What to do ->
Return all lines from the listing below that include the word "mossy".

Given data ->
= = = = =
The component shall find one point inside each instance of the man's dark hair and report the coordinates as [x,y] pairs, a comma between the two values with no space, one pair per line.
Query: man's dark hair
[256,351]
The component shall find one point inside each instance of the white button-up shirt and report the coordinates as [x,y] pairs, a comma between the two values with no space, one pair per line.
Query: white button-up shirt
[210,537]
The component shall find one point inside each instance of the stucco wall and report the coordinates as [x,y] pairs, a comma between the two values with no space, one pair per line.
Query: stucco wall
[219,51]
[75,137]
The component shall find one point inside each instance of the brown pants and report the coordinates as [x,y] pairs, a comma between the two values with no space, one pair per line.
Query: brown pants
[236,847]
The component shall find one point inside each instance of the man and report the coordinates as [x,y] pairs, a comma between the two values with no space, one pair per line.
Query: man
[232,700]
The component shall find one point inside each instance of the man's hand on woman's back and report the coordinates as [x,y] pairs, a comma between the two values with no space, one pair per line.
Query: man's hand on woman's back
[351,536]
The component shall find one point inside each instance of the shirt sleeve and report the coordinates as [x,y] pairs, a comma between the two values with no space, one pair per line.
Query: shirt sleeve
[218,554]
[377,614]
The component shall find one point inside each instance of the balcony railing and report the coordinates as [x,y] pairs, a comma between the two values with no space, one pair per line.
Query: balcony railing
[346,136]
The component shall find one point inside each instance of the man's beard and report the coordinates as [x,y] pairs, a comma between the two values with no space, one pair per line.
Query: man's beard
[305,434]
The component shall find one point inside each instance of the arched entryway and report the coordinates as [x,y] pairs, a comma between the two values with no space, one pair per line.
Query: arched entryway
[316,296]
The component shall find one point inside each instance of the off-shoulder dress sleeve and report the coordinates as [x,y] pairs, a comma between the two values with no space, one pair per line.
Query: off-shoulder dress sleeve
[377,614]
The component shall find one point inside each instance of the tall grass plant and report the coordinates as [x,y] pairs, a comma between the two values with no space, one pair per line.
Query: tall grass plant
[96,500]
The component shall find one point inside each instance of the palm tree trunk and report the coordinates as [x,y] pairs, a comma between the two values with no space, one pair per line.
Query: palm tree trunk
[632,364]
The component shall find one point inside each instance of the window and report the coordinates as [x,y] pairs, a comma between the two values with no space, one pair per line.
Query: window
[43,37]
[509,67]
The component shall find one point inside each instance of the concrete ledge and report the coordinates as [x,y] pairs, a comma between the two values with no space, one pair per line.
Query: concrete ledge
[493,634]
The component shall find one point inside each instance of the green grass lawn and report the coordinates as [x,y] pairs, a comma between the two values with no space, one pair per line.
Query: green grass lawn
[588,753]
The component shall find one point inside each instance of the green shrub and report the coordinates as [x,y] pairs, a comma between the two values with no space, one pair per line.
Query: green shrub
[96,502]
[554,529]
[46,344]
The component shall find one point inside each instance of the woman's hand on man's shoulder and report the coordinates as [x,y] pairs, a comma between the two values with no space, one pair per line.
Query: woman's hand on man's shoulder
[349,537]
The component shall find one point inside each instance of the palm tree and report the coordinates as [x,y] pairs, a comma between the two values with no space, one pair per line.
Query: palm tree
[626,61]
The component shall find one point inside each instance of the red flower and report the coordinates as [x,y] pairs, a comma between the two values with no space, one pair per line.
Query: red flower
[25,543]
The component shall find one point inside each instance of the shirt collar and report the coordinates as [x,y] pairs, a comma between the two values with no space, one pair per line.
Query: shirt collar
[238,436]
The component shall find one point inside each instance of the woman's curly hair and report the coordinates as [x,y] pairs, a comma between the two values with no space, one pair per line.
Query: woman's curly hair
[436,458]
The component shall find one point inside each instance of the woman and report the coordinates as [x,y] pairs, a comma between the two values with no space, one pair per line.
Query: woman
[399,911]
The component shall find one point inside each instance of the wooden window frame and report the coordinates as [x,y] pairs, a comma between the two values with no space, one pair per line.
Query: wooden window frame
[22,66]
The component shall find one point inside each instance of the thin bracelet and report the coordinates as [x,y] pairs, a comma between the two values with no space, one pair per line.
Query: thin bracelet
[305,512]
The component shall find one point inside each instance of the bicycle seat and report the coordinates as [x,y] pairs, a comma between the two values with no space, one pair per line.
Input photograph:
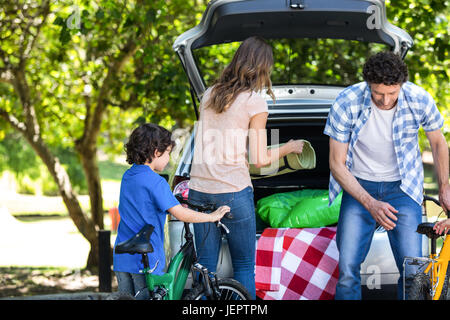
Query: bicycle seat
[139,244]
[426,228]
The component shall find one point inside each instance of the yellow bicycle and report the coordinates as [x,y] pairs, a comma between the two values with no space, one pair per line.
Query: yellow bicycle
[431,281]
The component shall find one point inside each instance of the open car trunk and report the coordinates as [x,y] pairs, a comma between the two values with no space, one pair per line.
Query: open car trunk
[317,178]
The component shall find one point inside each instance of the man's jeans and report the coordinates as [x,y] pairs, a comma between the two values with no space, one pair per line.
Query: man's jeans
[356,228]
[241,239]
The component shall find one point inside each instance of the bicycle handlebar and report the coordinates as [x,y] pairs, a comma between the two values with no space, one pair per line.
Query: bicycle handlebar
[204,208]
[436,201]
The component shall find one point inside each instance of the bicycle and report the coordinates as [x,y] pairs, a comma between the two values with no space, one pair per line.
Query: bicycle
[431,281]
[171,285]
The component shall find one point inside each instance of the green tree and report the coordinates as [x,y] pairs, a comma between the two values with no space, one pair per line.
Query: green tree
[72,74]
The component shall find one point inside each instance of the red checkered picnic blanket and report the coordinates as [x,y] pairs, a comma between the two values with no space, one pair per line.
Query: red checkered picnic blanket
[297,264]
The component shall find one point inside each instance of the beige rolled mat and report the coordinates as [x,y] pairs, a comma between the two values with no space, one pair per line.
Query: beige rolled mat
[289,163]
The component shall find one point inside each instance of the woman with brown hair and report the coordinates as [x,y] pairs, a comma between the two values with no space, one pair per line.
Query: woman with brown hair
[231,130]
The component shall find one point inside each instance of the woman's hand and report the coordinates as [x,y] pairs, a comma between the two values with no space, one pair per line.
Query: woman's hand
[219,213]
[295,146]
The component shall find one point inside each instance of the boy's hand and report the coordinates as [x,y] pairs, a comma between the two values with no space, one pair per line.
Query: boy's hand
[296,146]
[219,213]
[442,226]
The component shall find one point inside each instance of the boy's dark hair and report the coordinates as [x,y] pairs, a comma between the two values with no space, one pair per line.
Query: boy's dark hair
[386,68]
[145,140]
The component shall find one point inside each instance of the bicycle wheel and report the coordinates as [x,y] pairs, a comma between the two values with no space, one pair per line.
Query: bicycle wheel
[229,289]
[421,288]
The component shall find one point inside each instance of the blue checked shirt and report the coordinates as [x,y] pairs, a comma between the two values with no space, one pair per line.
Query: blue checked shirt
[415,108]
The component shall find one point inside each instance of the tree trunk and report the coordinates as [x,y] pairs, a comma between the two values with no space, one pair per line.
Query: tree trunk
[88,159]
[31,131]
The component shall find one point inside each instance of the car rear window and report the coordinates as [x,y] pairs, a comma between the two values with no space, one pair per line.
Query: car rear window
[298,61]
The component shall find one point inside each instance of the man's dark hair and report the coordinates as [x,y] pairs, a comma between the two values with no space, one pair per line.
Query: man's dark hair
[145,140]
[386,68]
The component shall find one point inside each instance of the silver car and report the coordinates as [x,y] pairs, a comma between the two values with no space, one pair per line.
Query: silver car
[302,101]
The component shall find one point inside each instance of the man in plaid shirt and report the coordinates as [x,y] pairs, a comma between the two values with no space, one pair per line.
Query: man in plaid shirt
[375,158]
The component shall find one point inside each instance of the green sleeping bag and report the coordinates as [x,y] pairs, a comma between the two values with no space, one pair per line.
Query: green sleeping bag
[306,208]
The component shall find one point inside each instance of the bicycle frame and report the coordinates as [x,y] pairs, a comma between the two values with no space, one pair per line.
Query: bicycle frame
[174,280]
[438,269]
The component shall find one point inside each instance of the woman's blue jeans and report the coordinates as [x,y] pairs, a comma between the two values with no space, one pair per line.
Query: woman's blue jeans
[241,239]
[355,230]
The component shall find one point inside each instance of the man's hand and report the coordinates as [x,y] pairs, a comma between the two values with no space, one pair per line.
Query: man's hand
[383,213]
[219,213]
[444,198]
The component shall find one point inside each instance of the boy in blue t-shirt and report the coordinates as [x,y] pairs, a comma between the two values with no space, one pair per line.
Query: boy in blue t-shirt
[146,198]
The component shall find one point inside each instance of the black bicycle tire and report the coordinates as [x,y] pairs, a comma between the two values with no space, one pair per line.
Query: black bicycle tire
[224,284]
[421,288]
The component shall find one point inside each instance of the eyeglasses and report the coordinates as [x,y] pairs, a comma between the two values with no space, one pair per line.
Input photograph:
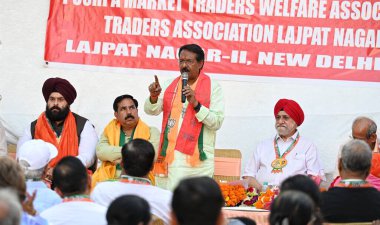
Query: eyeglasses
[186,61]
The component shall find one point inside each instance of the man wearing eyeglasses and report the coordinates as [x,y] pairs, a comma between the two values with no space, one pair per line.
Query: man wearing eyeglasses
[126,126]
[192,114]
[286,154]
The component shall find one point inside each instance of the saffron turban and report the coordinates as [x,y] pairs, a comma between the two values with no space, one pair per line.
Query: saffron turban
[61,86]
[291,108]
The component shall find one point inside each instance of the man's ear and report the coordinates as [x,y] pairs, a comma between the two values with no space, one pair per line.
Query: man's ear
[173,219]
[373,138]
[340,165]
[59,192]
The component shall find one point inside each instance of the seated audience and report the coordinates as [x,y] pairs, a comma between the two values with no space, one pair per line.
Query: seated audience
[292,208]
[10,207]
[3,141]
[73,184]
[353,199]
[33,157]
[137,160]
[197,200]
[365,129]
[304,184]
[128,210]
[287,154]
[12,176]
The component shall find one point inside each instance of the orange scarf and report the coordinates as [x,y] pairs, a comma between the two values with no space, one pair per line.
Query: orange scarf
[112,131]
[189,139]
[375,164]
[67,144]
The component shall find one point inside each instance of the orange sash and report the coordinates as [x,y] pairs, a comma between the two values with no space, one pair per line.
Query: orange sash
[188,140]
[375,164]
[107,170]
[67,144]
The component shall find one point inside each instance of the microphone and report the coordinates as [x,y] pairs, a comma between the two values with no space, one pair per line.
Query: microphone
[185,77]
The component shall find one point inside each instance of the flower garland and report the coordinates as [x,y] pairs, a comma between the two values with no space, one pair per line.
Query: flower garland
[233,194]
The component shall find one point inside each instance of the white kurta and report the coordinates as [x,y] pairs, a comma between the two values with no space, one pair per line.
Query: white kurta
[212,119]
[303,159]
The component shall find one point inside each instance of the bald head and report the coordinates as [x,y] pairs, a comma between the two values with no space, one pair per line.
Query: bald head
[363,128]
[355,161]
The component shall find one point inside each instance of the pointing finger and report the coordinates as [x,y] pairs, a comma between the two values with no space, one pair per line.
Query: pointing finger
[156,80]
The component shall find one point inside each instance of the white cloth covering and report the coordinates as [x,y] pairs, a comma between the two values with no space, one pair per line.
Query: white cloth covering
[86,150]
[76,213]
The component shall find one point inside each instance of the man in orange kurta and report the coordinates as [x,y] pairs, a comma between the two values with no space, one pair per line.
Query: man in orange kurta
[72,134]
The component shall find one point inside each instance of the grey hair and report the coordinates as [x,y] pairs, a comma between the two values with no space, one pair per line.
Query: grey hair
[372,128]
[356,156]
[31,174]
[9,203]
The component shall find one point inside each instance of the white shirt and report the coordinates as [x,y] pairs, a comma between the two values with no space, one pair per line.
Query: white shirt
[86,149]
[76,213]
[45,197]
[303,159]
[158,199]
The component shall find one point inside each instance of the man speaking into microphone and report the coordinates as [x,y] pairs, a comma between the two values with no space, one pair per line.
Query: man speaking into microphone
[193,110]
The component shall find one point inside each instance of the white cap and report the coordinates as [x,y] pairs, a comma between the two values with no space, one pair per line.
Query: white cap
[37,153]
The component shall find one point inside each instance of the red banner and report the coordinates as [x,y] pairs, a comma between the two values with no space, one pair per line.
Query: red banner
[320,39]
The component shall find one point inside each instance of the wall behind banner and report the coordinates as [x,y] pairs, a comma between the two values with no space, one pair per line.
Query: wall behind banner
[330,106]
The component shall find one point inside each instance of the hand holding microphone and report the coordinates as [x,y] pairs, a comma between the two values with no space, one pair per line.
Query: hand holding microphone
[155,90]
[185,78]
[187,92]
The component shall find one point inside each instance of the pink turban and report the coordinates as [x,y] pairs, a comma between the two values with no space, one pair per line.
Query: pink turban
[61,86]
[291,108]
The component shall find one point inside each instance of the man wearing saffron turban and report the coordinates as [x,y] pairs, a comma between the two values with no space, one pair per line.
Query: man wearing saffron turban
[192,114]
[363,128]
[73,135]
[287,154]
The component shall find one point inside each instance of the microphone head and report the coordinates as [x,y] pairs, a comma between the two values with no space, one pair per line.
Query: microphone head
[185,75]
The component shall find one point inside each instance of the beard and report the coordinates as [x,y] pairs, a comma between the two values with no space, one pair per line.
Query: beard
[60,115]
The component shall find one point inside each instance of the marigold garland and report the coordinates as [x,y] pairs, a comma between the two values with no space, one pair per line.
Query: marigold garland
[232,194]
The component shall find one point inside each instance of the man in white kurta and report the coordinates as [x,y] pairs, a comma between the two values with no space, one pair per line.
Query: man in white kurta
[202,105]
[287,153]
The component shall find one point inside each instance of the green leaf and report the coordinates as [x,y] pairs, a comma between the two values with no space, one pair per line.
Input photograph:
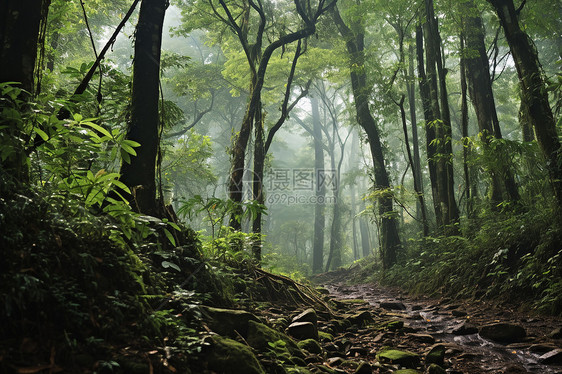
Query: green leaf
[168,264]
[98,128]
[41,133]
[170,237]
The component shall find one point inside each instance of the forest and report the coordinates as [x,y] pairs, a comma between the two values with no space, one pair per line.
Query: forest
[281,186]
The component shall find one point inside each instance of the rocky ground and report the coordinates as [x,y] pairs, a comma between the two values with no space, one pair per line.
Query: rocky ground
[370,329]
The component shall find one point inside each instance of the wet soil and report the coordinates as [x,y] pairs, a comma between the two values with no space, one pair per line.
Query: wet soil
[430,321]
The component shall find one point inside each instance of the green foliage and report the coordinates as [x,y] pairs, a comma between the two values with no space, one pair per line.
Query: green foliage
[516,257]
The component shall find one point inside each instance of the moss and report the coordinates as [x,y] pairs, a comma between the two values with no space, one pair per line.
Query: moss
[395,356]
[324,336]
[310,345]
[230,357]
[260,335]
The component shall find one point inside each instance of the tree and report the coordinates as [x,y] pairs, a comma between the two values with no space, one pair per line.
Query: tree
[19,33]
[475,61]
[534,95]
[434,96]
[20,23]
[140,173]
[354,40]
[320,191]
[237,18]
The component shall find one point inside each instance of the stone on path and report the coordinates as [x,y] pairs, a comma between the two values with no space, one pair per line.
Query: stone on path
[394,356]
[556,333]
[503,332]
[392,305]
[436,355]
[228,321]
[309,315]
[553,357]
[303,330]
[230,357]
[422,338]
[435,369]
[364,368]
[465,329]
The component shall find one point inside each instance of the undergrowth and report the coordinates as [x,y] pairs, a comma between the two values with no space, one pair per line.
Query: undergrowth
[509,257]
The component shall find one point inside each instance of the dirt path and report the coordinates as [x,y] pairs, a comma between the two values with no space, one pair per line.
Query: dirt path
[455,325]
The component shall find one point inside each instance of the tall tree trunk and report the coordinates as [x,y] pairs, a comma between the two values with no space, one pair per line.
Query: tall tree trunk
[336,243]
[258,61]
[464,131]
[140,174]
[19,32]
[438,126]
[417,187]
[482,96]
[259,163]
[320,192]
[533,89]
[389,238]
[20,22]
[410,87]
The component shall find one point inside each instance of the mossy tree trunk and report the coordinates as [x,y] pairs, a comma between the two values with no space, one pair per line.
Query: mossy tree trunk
= = = = =
The answer ->
The component shall find one point inside each instance of the mossy tree trunk and report the coordinates as [x,y] pairs, a comma between the two values with no space, one pair per line.
Query: mossy tree trunk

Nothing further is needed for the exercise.